WRITTEN REQUEST:
Please swap "jacket sleeve" for "coat sleeve" in the records from the line with "outline --target=jacket sleeve" to the line with "POLYGON ((49 142, 46", and give back only those lines with nothing else altered.

DATA PROVIDED:
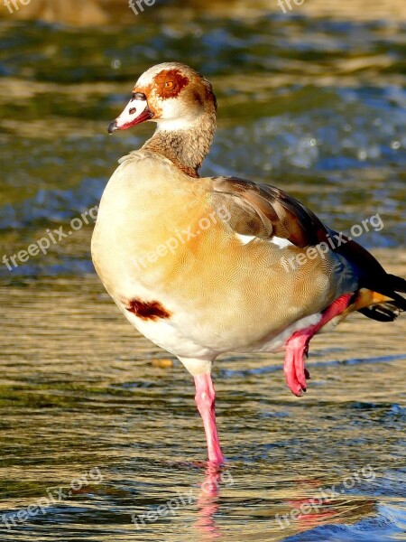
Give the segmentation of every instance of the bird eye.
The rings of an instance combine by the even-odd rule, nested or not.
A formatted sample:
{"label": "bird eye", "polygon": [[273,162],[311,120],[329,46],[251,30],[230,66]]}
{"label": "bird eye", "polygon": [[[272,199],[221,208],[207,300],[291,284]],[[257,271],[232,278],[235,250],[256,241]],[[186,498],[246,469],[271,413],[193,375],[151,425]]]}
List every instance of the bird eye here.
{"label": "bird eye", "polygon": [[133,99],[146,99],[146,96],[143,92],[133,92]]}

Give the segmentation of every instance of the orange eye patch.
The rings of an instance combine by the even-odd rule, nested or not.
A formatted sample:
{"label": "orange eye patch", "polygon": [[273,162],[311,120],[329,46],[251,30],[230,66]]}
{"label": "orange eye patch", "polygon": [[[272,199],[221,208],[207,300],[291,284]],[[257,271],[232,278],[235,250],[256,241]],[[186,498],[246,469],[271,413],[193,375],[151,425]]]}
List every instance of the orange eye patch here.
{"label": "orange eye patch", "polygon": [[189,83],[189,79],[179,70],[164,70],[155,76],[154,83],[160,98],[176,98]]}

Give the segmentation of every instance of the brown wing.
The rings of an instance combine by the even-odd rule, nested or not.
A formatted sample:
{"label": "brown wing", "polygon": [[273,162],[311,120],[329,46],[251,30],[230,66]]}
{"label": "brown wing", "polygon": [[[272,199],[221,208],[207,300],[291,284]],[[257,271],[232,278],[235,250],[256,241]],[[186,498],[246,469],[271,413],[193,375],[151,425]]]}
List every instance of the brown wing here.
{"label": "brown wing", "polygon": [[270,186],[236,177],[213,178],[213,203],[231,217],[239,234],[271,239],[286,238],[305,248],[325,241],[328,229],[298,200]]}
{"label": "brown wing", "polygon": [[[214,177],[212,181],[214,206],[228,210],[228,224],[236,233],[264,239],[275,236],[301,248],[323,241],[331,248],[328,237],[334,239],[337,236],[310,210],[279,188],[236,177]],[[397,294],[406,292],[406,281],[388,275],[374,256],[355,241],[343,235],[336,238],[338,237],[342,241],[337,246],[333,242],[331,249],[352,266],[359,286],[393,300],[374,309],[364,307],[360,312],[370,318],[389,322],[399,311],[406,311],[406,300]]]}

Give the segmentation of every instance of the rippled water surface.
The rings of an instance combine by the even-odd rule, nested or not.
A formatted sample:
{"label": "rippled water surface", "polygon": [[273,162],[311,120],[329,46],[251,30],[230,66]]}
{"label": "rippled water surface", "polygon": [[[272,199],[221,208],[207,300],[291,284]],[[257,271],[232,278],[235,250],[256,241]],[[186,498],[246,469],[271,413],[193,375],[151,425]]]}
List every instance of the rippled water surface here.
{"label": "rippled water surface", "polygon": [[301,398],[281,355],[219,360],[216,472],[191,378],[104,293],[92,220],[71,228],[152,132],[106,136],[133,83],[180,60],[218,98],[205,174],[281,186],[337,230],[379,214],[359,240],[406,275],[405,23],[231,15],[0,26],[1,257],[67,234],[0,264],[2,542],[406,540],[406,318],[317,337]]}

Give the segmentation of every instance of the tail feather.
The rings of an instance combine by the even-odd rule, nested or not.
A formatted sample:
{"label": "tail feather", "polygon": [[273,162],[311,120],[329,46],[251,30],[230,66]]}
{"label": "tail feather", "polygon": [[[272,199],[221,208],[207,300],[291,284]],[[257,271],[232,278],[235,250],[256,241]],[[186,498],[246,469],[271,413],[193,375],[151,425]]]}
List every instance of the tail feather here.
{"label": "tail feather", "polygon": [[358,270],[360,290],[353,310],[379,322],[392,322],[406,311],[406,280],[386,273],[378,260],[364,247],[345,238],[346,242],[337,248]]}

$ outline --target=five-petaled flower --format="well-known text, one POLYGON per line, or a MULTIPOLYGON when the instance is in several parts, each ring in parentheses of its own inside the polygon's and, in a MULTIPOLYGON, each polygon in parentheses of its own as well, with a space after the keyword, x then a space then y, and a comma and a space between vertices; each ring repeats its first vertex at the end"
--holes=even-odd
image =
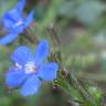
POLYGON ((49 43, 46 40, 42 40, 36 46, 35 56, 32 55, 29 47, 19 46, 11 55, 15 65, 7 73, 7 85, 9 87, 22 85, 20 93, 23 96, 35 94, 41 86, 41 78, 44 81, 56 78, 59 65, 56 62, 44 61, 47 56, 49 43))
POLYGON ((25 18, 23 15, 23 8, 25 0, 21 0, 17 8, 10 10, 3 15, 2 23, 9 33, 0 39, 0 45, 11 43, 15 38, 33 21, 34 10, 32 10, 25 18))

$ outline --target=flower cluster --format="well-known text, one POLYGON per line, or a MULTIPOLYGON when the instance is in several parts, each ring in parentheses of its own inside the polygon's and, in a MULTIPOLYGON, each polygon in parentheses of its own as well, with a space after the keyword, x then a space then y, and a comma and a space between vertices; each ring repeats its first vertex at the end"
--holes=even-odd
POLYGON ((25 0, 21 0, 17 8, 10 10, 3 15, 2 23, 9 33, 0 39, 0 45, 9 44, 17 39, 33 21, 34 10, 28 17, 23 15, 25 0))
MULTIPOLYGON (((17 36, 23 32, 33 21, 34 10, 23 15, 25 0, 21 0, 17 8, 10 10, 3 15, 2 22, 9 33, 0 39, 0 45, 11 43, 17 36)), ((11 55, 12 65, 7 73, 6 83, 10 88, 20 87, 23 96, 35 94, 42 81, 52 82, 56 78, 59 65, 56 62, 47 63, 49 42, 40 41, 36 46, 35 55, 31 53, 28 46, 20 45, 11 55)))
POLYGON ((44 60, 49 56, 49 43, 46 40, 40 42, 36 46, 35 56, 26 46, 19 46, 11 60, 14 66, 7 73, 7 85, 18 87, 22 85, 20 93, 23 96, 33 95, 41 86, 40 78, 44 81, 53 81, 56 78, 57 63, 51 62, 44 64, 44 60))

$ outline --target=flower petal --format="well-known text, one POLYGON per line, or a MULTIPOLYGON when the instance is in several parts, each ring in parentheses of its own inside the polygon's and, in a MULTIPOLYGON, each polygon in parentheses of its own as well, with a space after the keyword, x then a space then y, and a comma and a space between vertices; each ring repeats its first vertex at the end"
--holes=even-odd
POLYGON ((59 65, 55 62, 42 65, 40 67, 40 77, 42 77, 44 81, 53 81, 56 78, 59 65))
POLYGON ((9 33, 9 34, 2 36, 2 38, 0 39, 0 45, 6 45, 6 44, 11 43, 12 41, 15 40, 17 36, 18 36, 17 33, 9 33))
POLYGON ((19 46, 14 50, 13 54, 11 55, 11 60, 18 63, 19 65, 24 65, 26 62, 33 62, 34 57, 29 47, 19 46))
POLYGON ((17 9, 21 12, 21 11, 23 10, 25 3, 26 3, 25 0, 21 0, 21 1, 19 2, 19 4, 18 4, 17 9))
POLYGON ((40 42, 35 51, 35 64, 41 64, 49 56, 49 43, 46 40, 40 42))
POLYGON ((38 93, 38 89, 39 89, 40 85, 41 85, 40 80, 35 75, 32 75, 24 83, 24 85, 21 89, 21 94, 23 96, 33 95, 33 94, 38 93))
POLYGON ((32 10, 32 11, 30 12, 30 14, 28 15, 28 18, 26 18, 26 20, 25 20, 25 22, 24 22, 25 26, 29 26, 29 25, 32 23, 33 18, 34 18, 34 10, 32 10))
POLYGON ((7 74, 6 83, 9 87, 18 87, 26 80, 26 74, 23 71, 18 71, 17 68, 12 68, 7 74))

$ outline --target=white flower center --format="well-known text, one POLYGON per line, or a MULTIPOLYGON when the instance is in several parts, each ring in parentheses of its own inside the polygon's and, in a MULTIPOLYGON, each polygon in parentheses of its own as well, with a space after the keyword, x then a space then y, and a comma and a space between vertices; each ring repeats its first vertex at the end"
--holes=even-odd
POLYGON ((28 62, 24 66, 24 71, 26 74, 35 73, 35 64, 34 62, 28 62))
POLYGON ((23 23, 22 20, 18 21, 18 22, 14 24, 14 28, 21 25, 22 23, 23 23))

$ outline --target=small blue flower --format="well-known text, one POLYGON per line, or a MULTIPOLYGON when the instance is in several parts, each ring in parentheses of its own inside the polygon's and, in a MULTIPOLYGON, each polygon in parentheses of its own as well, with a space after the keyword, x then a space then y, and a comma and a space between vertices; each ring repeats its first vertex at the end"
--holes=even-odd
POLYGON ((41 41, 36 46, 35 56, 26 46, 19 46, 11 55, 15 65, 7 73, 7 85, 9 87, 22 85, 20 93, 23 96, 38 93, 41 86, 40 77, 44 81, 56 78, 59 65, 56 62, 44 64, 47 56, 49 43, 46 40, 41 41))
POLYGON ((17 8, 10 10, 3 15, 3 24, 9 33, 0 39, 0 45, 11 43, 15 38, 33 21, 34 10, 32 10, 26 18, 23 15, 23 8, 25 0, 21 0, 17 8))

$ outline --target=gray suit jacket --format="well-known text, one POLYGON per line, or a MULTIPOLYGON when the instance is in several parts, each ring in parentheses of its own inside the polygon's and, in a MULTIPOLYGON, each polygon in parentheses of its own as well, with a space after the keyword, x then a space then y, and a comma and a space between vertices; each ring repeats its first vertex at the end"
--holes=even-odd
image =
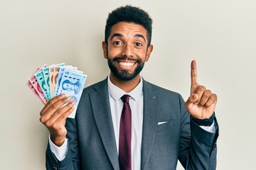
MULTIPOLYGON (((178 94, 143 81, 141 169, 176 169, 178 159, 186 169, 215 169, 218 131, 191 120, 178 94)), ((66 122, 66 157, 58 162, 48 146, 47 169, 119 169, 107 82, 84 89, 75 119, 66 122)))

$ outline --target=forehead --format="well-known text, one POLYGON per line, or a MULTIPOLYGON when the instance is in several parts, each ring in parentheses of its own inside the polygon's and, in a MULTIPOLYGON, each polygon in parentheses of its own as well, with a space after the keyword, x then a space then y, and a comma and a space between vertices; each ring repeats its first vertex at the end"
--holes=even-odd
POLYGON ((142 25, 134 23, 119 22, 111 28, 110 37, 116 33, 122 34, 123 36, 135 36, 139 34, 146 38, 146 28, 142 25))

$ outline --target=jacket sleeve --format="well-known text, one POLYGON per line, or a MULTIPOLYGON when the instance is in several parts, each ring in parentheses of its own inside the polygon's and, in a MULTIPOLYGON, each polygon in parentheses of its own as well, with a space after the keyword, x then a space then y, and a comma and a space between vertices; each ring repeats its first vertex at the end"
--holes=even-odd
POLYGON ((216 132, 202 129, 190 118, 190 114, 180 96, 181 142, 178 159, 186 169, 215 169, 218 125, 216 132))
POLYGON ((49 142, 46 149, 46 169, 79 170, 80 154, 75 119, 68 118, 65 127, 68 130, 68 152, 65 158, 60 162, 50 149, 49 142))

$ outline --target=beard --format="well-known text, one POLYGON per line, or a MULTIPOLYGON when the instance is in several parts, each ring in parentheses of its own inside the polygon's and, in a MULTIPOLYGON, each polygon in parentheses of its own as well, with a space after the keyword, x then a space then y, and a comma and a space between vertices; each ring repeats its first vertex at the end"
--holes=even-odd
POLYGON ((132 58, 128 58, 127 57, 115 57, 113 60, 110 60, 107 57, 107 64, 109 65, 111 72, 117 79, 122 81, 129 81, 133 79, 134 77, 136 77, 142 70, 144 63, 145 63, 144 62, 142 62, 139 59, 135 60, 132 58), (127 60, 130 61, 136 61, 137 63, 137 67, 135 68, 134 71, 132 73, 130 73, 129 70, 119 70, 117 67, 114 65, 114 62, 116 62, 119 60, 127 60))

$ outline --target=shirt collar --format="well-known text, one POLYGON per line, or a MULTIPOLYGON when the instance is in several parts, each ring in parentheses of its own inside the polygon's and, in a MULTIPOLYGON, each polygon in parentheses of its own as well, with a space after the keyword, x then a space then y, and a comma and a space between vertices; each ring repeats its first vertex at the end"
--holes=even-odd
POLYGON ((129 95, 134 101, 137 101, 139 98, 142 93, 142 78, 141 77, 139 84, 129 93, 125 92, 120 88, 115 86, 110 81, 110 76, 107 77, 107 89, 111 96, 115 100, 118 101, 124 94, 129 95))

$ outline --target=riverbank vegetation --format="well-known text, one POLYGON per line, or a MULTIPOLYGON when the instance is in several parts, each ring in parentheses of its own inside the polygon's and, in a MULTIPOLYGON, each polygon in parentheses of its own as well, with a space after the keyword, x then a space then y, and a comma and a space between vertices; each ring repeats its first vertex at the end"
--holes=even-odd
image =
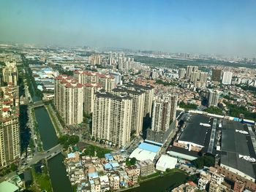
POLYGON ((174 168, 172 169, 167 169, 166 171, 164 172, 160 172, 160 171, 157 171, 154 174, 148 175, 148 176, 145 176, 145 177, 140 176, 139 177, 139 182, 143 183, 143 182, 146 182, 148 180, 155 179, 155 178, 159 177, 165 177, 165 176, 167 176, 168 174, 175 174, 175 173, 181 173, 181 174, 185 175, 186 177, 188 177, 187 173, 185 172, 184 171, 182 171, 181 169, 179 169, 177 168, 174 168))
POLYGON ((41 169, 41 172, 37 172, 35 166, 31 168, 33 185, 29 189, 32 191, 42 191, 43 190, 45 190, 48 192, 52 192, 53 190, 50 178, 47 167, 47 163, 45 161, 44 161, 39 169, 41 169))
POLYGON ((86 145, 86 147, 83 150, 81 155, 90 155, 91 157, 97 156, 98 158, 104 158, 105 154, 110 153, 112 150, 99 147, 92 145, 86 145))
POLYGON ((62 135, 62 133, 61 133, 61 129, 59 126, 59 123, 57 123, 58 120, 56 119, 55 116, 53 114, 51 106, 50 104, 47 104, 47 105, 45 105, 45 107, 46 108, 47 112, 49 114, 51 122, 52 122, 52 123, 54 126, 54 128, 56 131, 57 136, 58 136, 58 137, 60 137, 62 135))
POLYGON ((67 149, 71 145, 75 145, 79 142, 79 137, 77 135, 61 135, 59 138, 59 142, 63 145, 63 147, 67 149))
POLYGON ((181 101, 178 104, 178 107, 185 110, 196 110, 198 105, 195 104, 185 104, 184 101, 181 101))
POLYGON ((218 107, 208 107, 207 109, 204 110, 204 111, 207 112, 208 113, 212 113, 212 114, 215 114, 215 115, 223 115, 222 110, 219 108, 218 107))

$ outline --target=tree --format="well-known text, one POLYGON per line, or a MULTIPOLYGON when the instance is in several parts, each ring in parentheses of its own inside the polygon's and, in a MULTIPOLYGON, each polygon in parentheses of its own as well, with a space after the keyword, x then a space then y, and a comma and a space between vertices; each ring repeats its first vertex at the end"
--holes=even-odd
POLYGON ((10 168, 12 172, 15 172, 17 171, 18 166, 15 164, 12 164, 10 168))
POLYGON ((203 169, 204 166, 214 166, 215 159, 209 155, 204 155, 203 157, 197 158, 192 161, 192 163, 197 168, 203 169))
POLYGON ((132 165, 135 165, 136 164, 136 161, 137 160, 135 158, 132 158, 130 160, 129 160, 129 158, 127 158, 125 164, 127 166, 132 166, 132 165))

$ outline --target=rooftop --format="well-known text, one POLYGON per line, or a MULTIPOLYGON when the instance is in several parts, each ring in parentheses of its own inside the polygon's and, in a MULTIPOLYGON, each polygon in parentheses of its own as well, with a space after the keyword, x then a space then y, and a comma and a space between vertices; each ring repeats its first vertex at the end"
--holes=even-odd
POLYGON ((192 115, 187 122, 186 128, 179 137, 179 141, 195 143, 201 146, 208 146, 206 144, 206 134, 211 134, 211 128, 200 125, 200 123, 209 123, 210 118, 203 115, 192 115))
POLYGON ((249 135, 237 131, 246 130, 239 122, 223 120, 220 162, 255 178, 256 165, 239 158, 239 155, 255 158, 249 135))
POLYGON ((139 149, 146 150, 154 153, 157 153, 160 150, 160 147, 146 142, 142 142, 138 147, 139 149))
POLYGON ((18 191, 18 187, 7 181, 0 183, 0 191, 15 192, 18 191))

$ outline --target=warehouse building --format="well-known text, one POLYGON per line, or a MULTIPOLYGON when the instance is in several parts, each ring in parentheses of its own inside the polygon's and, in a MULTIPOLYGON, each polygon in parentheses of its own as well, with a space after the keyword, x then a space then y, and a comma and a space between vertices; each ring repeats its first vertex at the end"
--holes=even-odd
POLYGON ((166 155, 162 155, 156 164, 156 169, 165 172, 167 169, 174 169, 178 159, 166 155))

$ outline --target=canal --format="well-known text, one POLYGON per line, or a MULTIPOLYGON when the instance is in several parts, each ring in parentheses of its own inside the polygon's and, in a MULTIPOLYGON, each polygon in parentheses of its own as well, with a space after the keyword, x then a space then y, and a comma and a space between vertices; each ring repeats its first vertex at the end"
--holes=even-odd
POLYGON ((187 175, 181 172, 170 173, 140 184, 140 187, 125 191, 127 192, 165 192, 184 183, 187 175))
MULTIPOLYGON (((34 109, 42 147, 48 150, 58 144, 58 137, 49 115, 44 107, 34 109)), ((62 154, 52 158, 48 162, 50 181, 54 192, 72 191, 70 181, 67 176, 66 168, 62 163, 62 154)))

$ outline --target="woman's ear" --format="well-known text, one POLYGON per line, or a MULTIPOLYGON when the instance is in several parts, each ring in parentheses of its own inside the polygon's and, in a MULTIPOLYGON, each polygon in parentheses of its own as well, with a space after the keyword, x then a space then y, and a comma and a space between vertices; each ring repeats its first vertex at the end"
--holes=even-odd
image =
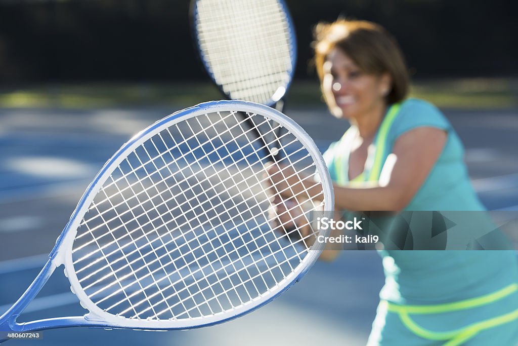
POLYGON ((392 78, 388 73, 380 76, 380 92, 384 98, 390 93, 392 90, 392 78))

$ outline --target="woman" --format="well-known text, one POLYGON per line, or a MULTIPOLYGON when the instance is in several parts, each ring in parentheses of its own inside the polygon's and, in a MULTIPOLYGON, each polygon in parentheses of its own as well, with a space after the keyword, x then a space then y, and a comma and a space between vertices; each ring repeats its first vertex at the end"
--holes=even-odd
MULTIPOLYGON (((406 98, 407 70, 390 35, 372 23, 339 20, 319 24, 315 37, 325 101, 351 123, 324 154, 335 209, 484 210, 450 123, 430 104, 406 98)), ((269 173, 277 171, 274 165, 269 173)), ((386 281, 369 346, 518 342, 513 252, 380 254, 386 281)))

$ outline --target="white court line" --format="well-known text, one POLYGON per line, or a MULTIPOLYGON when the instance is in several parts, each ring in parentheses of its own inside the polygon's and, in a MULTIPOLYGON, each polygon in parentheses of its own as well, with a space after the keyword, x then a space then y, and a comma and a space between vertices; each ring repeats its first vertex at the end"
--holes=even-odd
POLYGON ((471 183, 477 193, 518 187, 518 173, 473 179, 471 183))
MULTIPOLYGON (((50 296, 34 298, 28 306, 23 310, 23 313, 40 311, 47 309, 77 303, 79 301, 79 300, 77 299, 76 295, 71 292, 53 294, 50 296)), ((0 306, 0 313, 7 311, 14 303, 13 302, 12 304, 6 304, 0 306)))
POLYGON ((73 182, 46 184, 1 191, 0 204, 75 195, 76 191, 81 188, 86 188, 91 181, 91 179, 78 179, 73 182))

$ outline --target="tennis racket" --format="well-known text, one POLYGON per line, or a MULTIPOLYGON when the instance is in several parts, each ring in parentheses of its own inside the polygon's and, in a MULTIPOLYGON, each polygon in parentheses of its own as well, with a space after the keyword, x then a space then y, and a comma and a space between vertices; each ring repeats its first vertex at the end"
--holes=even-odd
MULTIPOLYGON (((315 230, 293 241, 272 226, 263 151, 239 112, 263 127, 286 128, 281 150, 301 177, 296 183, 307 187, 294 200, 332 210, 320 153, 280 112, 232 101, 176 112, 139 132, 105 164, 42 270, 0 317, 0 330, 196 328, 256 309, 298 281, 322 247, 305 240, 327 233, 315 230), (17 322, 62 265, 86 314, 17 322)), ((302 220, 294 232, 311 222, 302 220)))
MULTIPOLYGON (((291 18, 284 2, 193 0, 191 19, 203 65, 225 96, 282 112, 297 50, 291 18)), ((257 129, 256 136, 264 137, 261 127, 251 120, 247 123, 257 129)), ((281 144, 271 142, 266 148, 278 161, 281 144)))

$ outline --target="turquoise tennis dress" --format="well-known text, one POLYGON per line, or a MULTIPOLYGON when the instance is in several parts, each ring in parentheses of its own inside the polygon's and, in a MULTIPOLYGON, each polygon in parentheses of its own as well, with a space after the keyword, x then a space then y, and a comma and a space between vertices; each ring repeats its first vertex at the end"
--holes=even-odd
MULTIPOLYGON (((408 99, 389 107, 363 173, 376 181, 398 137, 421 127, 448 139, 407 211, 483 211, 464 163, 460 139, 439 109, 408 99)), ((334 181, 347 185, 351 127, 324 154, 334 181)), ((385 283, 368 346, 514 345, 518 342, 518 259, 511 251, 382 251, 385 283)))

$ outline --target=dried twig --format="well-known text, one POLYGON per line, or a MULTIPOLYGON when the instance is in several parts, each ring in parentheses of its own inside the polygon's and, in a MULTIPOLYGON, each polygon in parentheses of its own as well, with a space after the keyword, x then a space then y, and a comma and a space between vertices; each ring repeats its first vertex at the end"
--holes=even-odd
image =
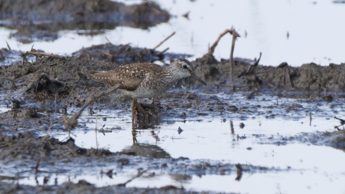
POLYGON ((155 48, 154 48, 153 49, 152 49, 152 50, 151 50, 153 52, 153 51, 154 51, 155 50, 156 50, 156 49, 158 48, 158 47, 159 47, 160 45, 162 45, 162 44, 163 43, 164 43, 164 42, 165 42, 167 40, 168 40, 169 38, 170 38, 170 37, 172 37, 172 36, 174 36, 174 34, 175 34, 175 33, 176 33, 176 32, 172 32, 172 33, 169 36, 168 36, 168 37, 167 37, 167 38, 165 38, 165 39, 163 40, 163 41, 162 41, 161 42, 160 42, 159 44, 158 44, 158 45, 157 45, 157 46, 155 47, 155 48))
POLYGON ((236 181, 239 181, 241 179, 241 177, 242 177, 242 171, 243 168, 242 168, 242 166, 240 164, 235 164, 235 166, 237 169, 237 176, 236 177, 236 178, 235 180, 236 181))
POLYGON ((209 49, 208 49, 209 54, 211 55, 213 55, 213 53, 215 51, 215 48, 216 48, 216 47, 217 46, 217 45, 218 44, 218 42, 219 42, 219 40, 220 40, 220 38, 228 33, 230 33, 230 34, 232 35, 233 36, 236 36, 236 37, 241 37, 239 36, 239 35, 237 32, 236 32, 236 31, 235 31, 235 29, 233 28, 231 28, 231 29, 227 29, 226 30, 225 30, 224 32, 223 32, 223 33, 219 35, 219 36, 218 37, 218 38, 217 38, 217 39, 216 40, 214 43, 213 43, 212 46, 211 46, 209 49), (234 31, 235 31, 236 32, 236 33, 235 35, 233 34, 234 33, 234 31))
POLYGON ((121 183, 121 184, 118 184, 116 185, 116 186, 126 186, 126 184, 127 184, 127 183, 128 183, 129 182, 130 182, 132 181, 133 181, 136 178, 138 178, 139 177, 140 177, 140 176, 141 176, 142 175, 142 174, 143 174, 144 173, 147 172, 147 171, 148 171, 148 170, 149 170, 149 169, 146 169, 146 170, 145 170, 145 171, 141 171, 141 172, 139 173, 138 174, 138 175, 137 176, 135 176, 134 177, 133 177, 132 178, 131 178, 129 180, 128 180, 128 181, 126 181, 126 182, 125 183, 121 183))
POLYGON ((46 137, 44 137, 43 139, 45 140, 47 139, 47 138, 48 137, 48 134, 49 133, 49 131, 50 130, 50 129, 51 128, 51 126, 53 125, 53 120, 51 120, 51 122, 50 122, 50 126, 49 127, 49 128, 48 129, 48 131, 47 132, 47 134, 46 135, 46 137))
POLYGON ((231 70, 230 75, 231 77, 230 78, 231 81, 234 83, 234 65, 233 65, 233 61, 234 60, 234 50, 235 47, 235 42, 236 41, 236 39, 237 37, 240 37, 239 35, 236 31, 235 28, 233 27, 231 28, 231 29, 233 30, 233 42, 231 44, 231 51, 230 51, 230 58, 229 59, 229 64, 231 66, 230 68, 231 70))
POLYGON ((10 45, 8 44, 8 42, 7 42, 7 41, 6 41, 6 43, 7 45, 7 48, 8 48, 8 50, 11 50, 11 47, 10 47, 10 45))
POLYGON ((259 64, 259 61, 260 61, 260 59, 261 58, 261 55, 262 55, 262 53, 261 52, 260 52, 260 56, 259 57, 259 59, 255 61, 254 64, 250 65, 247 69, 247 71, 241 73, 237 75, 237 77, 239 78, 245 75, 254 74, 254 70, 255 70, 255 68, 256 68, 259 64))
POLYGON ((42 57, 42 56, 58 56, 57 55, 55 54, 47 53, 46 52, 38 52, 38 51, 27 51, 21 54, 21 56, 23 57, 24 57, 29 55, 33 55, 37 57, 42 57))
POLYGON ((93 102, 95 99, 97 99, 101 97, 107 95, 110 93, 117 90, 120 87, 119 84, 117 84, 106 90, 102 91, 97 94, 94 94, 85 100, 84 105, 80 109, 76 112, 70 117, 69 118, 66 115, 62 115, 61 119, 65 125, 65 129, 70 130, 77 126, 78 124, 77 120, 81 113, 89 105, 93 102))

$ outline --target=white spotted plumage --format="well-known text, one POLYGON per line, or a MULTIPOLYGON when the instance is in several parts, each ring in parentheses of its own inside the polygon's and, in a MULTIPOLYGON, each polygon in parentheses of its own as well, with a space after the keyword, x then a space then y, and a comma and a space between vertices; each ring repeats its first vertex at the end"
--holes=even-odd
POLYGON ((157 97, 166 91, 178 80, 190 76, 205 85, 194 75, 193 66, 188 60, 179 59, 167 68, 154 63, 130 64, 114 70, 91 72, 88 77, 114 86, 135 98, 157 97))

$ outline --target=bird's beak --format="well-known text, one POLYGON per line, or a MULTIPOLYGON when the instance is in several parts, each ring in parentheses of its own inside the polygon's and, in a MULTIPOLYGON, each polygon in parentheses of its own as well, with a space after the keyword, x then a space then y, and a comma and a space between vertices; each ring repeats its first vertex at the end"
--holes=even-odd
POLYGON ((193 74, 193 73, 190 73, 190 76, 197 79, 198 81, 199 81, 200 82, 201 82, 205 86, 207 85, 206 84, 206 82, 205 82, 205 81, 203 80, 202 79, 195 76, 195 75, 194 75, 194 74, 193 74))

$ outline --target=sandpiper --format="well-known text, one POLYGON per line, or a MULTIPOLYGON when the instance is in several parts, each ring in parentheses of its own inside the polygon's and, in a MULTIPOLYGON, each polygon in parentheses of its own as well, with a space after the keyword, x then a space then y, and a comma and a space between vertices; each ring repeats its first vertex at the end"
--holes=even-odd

CORRECT RESPONSE:
$ outline --target=coat sleeve --format="well-known text, one POLYGON per line, or a MULTIPOLYGON when the instance is in several parts, each ring in parentheses of its own inside the polygon's and, in a MULTIPOLYGON, each polygon in parentheses of its own as well, with a space after the keyword, x then a space then y, and a comma and a space between vertices; each ring repeats its first vertex at the end"
--holes=even-odd
POLYGON ((216 132, 202 129, 190 118, 190 114, 180 96, 181 142, 178 159, 186 169, 215 169, 218 125, 216 132))
POLYGON ((49 142, 46 149, 46 169, 79 170, 80 154, 75 119, 68 118, 65 127, 68 130, 68 152, 65 158, 60 162, 50 149, 49 142))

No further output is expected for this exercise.